__Extrait de page__.
Monsieur Savin, je vous répondrai sur le fond, car je suis convaincu que vous voulez faire ce qui est le mieux pour les enfants concernés. Il y a un aspect sur lequel nous sommes d’accord et un point de désaccord. D’ailleurs, vous avez mal interprété la réponse que je vous ai apportée tout à l’heure.
Nous sommes d’accord sur le fait que l’éducation nationale doit consacrer plus d’humanité et de moyens à l’accueil de ces enfants.
M. Michel Savin. Ce n’est pas le cas !
M. Vincent Peillon, ministre. Nous le faisons et c’est pourquoi je vous rappelais – je rends hommage à ma collègue George Pau-Langevin – les circulaires que, très tôt, nous avons prises.
Dans une déclaration récente, le Défenseur des droits, Dominique Baudis, rend d’ailleurs hommage à notre action, qui n’est sans doute pas parfaite et qui ne s’étend pas sur tout le territoire. Il précise que l’administration qui s’est mobilisée pour accueillir au mieux ces enfants, c’est l’éducation nationale. J’en suis fier, avec tous les agents de l’éducation nationale, et je veux partager cette fierté avec vous. Ce sont nos valeurs.
Notre point de désaccord est traduit par ce que nous portons dans ce projet. Lorsque l’on a évoqué l’innumérisme, voilà quelques instants, j’ai pensé à Georges Charpak. J’ai eu le grand bonheur de le connaître et je peux même dire qu’il m’a presque élevé. Il me disait qu’à son arrivée en France, venant de sa Pologne natale, il ne parlait pas notre langue, mais qu’il l’avait apprise très vite parce qu’il a été en immersion dans notre pays, accueilli par un certain nombre de ceux qui portaient notre tradition.
Je veux que, partout sur notre territoire, on réunisse tous les enfants. Je ne veux pas qu’on les sépare, qu’on les éloigne, qu’on les différencie. Le creuset français, le creuset national, consiste précisément à les réunir. Je sais que vous défendez votre point de vue avec cœur. Mais dans l’intérêt de ces enfants – nous avons une divergence sur ce point –, il faut les accueillir dans les mêmes écoles…
M. Michel Savin. Oui !

__Données affichées__.
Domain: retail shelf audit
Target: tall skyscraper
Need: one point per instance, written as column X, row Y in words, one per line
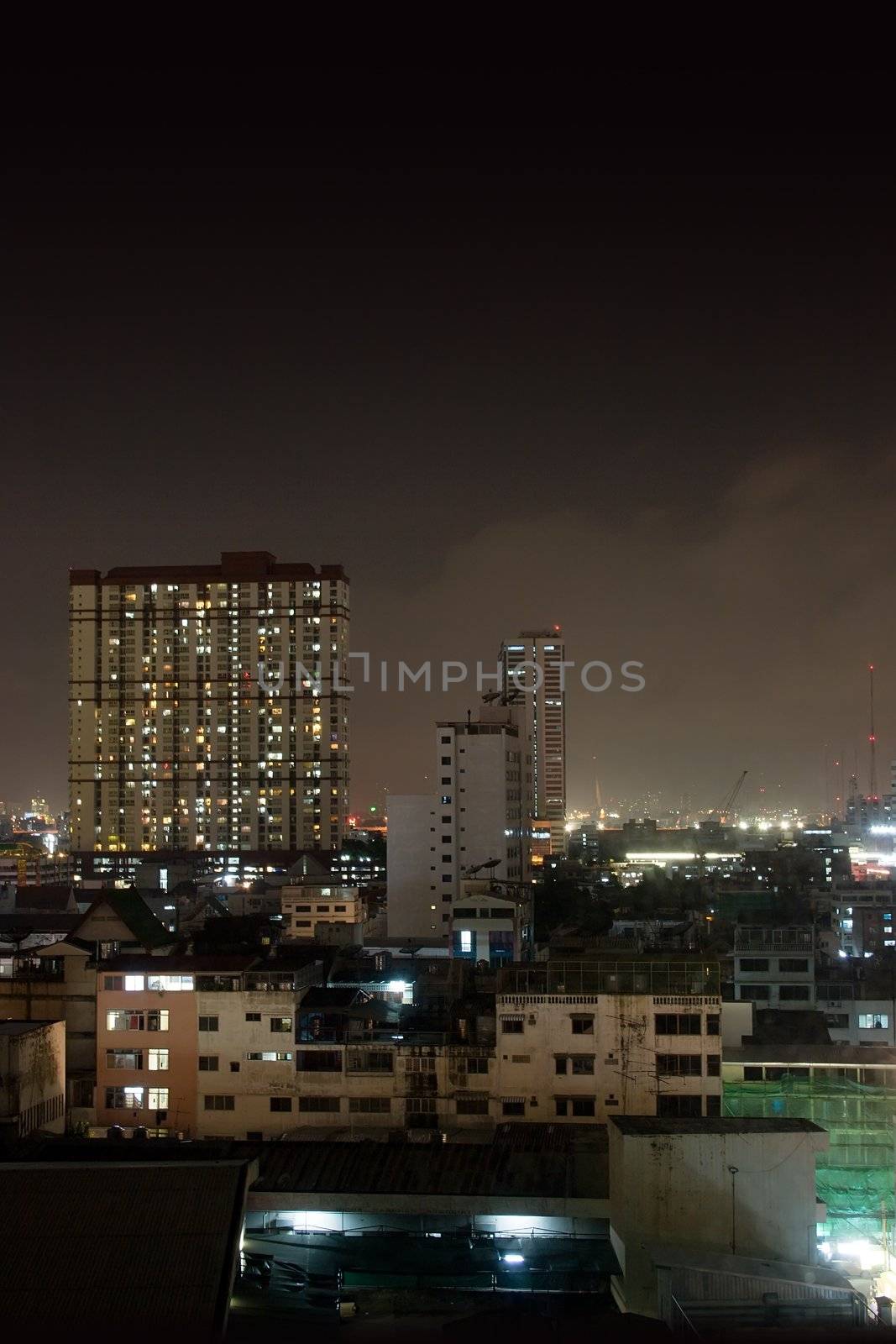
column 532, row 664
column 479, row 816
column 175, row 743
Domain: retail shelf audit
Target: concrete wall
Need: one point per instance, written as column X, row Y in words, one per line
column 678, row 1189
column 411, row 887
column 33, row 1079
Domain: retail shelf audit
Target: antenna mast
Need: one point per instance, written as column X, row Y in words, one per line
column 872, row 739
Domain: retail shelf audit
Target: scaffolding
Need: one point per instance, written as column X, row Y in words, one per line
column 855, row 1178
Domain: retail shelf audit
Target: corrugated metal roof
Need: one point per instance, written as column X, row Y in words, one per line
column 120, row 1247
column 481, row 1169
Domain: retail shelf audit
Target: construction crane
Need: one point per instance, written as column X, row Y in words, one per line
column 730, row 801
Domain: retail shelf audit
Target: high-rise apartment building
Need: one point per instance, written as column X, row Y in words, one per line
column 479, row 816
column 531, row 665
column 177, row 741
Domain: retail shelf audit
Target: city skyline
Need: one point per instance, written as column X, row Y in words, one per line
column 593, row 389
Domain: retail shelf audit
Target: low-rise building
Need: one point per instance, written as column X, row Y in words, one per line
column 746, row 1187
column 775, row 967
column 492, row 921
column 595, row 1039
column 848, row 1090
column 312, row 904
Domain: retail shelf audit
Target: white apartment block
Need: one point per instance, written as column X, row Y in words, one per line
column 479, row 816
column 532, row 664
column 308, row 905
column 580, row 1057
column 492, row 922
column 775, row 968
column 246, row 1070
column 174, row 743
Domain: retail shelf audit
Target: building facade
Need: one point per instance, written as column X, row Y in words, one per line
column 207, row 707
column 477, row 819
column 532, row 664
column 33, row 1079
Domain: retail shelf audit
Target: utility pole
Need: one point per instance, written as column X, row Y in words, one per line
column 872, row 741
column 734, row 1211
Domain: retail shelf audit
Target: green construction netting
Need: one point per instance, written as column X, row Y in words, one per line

__Questions à traiter__.
• a. Recopiez mot pour mot le passage de l'échange parlementaire sur l'accueil des enfants à l'école compris entre « Notre point de » et « portaient notre tradition. », ces deux segments inclus.
• b. Rédigez la suite de l'échange parlementaire sur l'accueil des enfants à l'école, en commençant après sa dernière réplique.

__Résultats des consignes__.
• a.
Notre point de désaccord est traduit par ce que nous portons dans ce projet. Lorsque l’on a évoqué l’innumérisme, voilà quelques instants, j’ai pensé à Georges Charpak. J’ai eu le grand bonheur de le connaître et je peux même dire qu’il m’a presque élevé. Il me disait qu’à son arrivée en France, venant de sa Pologne natale, il ne parlait pas notre langue, mais qu’il l’avait apprise très vite parce qu’il a été en immersion dans notre pays, accueilli par un certain nombre de ceux qui portaient notre tradition.

• b.
M. Vincent Peillon, ministre. … et faire front.
Tous les jours des élus – au-delà des clivages politiques, qui s’effacent quand on est dans la réalité des événements – me disent que les familles et certains professeurs le vivent mal. Nous devons néanmoins résister. C’est ainsi que nous permettrons à ces enfants une meilleure intégration.
M. Michel Savin. Avec des moyens !
M. Vincent Peillon, ministre. Cette ouverture, que vous appelez les uns et les autres de vos vœux, sera un enrichissement pour tous les enfants.
M. le président. La parole est à M. Jacques Legendre, pour explication de vote.
M. Jacques Legendre. Mon amendement a deux aspects.
Le premier tient à une affirmation forte de la nécessité de vaincre l’illettrisme. Dans la mesure où cette préoccupation est aussi celle de Françoise Laborde, je me serais volontiers rallié à son amendement, qui dispose que la lutte contre l’illettrisme et l’innumérisme constitue une priorité nationale. Il n’est pas inutile de rappeler l’innumérisme.
Le second est la maîtrise de la lecture avant l’entrée au collège. Selon Mme la rapporteur, cet objectif risque d’être un barrage pour l’entrée en sixième. Nous ne souhaitons évidemment pas recréer un examen d’entrée en sixième ; il a disparu depuis trente ou quarante ans. Mais nous savons aussi qu’un élève sur six entre en classe de sixième sans savoir lire couramment, ce qui constitue un facteur très important d’échec au collège, et éventuellement un élément de perturbation pour ses camarades de classe.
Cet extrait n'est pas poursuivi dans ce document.